START Stored rows
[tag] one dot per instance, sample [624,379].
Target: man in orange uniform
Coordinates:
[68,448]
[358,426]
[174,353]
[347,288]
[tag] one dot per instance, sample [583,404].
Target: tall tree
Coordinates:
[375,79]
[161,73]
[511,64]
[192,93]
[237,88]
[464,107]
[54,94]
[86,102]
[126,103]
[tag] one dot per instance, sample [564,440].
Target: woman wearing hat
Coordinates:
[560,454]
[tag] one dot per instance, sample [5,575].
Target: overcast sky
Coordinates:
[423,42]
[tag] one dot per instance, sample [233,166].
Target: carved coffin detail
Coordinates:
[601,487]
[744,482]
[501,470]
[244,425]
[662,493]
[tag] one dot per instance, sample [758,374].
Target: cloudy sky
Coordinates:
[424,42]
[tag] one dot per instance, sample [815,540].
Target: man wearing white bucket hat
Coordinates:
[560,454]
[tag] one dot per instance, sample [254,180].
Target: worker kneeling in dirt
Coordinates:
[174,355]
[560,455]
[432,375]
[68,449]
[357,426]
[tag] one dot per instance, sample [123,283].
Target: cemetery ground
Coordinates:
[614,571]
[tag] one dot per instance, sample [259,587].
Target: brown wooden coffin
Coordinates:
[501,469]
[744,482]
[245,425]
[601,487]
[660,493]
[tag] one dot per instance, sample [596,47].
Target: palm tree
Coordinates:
END Stored rows
START Stored rows
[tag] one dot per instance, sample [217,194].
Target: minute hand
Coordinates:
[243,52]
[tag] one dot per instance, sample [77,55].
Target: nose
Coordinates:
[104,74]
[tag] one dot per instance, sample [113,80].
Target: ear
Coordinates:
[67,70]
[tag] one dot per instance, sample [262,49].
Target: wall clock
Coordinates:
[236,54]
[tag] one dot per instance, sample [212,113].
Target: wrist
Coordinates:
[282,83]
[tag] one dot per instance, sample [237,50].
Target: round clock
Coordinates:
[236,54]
END Stored rows
● **Exercise brief**: Gather every line from the listing above that contains the word "wearing".

● **Task response**:
Target: woman wearing hat
Target: man wearing white bucket hat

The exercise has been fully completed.